Please reproduce the listing below line for line, leaving out the pictures.

[START Listing]

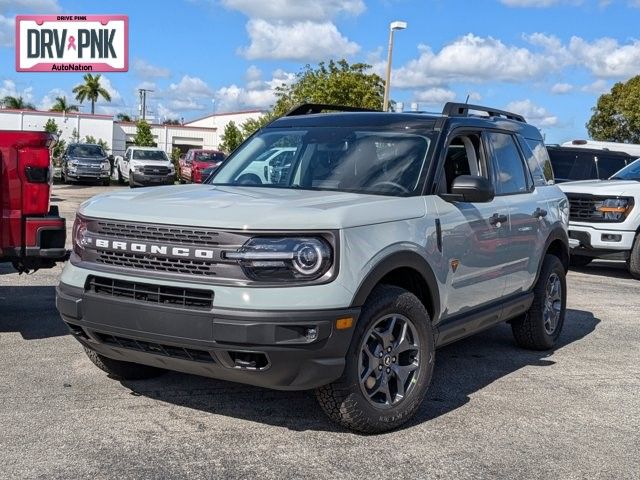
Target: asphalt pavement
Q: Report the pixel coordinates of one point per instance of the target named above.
(493, 411)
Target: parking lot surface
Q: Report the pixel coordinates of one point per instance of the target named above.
(493, 411)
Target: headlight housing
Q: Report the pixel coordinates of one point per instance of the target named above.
(282, 259)
(615, 209)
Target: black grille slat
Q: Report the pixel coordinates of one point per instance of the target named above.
(156, 348)
(158, 294)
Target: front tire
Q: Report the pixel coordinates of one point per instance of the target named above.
(388, 367)
(540, 327)
(634, 259)
(122, 370)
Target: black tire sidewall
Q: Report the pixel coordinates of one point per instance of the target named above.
(392, 300)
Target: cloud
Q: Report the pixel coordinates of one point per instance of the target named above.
(474, 59)
(188, 86)
(534, 114)
(561, 88)
(436, 96)
(299, 41)
(292, 10)
(144, 69)
(300, 30)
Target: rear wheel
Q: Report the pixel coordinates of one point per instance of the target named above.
(579, 261)
(389, 365)
(634, 259)
(540, 327)
(122, 370)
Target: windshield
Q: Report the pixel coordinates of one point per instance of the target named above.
(350, 159)
(149, 155)
(208, 157)
(85, 151)
(630, 172)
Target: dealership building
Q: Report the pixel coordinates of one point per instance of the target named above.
(203, 132)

[END Listing]

■ Result of the task:
Target: asphalt pavement
Q: Report the pixel coordinates of one point per instance of the target named above.
(493, 411)
Target: parking lot surface
Q: Report the pixel coordinates of one point per instance of the target named above.
(493, 411)
Target: headlight housing
Q: Report the pixel coordinates of one point per instance of the target named above.
(282, 259)
(615, 209)
Target: black grille slat
Q: Report the pixel coordinates of one point per instance of the target named above.
(156, 348)
(158, 294)
Target: front tire
Q: Report the pixel coordinates of one point per instance of the target named above.
(388, 367)
(540, 327)
(634, 259)
(122, 370)
Target: black tire sidewall
Q: Report the pixel coordinates of one point per instance of the target named above.
(392, 300)
Target: cloud
Q: Report the pixel coordinates of one point per instance of the target named above.
(474, 59)
(188, 86)
(534, 114)
(561, 88)
(436, 96)
(299, 41)
(292, 10)
(144, 69)
(300, 30)
Target: rear wheel
Q: Report the pixel coordinates of one point per instance of the target named above.
(579, 261)
(389, 365)
(634, 259)
(540, 327)
(122, 370)
Target: windshield
Q: Report the pixel coordinates of one point per instance of the target named above.
(350, 159)
(149, 155)
(208, 157)
(85, 151)
(630, 172)
Target: dealership building
Q: Report the pixel coordinates of one point per instance of the target named above.
(203, 132)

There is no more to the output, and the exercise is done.